Problem 1: Please recast the stretch of the entries below, from their start through the line containing "x=161 y=315", as a JSON list of strings with one string per line and blank lines left out.

A guide to the 3 year pension re-enrolment – what employers need to know

Oct 10, 2022 | Business planning

Under the UK pensions act of 2008, all business employers need to enrol their staff into a pension scheme. If you have members who have opted out, they will need to be periodically re-enroled.

It’s vital to understand this legislation, and how it affects your business and thus avoid any penalties or fines.

As an employer workplace, pensions are essential to understand – especially your legal obligations –  to avoid costly penalties and fines.

So let’s understand re-enrolment and make sure you’re not going to get caught out by it.

 

What is pension re-enrolment?

When an employer has to automatically re-enrol their staff into their current workplace pension, this is known as pension re-enrolment.

All eligible employees must be re-enrolled and then given the option to opt-out afterwards. This process runs for three years, before eventually re-enrolment and opting out again.

 

What is a pension staging date?

A pension staging date is the latest date at which a company must meet this requirement to offer an automated pension scheme.

Before 2012 it used to be up to staff to decide whether they wanted to join a workplace pension scheme – but this is now automated since becoming a mandatory task for employers, as set by the Pensions Regulator.

A staging date is determined by the number of staff they employed currently listed on the payroll.

The date on which your business is enrolled will be the staging date, with a six-month window (three months on either side) allowed for the re-enrolment process to be completed.

This date is usually around the original re-enrolment date but could also be a predetermined date by a business leader or director.

This is usually marked on a piece of paperwork from the Pensions Regulator – if lost, you’ll need to get in touch with them to find it out.

 

So who needs to be re-enrolled?

The employees who qualify for automatic pension re-enrollment are:

  • between 22 and the state pension age
  • earning at least £10,000 annually

If a member of staff is leaving or has other extenuating circumstances, they do not have to be re-enroled, but this is on a case by case basis.

 

What happens after re-enrolment?

Problem 2: Copy the stretch of the pension re-enrolment guide above from "Under the UK" through "as pension re-enrolment.".

Records to process:
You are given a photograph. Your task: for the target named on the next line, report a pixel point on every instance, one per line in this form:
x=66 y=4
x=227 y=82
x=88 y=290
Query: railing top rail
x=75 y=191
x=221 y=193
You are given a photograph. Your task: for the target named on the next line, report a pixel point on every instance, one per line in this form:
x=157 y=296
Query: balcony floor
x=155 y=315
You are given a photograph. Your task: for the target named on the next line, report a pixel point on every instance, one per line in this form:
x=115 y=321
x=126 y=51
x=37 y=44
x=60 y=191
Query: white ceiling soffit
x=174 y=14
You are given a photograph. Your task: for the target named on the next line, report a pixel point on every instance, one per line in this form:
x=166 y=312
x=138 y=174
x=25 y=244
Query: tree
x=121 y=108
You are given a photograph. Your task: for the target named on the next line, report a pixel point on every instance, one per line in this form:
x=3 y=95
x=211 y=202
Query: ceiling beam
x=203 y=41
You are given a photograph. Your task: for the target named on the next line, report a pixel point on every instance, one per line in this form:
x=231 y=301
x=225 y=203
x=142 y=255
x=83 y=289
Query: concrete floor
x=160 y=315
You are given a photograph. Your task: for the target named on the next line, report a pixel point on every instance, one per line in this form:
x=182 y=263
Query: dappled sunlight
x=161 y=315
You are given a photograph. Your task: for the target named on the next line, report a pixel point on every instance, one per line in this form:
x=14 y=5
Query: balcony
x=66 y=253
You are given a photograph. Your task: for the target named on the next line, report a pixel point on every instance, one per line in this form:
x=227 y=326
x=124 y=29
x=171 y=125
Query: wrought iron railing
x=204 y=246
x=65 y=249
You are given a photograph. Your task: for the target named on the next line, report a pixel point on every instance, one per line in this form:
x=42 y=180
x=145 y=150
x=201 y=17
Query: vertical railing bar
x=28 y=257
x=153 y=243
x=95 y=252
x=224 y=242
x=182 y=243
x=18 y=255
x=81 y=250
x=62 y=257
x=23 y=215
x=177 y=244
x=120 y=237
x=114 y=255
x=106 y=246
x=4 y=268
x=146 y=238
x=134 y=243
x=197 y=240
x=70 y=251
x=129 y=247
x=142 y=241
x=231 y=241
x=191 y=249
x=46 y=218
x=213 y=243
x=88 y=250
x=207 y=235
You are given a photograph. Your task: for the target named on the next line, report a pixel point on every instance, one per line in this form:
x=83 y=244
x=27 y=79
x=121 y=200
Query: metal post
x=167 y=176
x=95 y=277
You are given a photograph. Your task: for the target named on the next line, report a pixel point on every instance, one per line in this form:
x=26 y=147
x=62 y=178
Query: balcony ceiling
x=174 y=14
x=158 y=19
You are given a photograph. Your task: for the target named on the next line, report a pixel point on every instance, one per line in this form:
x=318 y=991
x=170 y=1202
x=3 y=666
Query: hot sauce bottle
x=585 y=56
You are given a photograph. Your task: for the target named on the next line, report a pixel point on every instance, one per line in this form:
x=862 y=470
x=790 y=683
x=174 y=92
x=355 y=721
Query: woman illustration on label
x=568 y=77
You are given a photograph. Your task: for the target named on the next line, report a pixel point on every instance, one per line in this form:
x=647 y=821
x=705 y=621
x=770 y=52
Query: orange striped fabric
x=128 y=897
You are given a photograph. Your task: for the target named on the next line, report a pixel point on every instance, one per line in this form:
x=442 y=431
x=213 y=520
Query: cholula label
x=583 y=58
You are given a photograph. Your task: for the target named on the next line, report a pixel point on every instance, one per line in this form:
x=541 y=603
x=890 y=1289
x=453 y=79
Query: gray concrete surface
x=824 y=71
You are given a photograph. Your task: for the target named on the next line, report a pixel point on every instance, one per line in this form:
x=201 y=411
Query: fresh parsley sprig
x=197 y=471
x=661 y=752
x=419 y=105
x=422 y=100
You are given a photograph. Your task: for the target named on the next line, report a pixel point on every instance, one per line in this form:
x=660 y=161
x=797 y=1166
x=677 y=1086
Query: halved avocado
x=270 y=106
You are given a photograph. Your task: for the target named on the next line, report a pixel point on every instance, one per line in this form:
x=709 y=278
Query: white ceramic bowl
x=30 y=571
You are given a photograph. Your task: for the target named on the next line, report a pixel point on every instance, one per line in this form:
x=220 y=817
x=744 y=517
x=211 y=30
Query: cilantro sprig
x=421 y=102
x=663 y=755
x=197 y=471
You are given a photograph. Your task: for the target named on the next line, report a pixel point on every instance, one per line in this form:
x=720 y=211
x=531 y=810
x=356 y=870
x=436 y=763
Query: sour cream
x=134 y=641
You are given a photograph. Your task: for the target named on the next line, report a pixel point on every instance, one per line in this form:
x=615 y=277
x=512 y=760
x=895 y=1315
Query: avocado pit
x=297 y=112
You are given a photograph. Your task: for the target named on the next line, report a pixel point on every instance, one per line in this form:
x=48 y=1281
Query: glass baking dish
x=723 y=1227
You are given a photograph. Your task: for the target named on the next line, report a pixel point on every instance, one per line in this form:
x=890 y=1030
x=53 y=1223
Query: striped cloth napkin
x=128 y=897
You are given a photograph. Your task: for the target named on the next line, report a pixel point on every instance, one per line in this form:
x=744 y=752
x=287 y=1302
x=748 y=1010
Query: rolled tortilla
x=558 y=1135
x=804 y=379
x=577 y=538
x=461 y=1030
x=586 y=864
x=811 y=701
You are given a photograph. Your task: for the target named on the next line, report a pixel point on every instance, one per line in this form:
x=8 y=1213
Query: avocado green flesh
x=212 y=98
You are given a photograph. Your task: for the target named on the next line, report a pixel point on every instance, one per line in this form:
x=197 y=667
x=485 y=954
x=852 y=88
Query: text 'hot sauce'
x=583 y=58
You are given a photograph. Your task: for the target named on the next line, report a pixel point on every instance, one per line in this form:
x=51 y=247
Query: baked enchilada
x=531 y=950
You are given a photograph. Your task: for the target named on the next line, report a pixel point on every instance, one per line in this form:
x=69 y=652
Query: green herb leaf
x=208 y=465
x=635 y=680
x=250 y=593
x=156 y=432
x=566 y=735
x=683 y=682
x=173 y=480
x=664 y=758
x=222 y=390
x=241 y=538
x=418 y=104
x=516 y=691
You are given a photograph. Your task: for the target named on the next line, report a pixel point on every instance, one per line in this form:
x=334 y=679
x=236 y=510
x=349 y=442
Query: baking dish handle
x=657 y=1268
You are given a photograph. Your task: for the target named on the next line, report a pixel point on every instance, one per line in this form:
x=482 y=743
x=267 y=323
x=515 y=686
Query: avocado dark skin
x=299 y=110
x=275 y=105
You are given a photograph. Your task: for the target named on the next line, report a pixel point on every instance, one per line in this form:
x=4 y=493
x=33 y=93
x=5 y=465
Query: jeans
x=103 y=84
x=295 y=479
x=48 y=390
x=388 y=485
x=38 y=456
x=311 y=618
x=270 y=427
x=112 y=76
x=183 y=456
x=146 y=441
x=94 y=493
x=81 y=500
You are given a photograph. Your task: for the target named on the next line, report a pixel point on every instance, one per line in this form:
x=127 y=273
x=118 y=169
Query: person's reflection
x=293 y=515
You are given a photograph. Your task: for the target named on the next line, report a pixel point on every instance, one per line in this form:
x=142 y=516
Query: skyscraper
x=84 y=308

Right answer 1:
[
  "You are given a photograph. Your task: for the target named on the next line, report a pixel point on every instance, one per line in this form:",
  "x=66 y=4",
  "x=227 y=82",
  "x=88 y=290",
  "Query: railing top rail",
  "x=75 y=191",
  "x=221 y=193",
  "You are given a photograph. Your task: for the target named on the next line, report a pixel point on every instance, one per line in this form:",
  "x=157 y=296",
  "Query: balcony floor",
  "x=155 y=315",
  "You are given a photograph. Your task: for the target named on the next line, report a pixel point on every instance, one per line in this form:",
  "x=115 y=321",
  "x=126 y=51",
  "x=37 y=44",
  "x=60 y=191",
  "Query: white ceiling soffit",
  "x=174 y=14",
  "You are given a photograph. Your task: for the target named on the next line, report a pixel point on every instance, one per line in this form:",
  "x=166 y=312",
  "x=138 y=174",
  "x=25 y=244",
  "Query: tree",
  "x=121 y=108",
  "You are given a photograph. Your task: for the target named on the next line, report a pixel point on every instance, one per line in this form:",
  "x=3 y=95",
  "x=211 y=202",
  "Query: ceiling beam",
  "x=203 y=41",
  "You are given a photograph. Your task: for the target named on the next line, report a pixel point on every instance, one per line in this form:",
  "x=231 y=301",
  "x=225 y=203",
  "x=142 y=255",
  "x=83 y=289",
  "Query: concrete floor",
  "x=160 y=315",
  "You are given a photograph. Your task: for the target named on the next line, report a pixel point on every instance, one per line in this form:",
  "x=182 y=263",
  "Query: dappled sunlight",
  "x=161 y=315"
]

Right answer 2:
Under the UK pensions act of 2008, all business employers need to enrol their staff into a pension scheme. If you have members who have opted out, they will need to be periodically re-enroled.

It’s vital to understand this legislation, and how it affects your business and thus avoid any penalties or fines.

As an employer workplace, pensions are essential to understand – especially your legal obligations –  to avoid costly penalties and fines.

So let’s understand re-enrolment and make sure you’re not going to get caught out by it.

 

What is pension re-enrolment?

When an employer has to automatically re-enrol their staff into their current workplace pension, this is known as pension re-enrolment.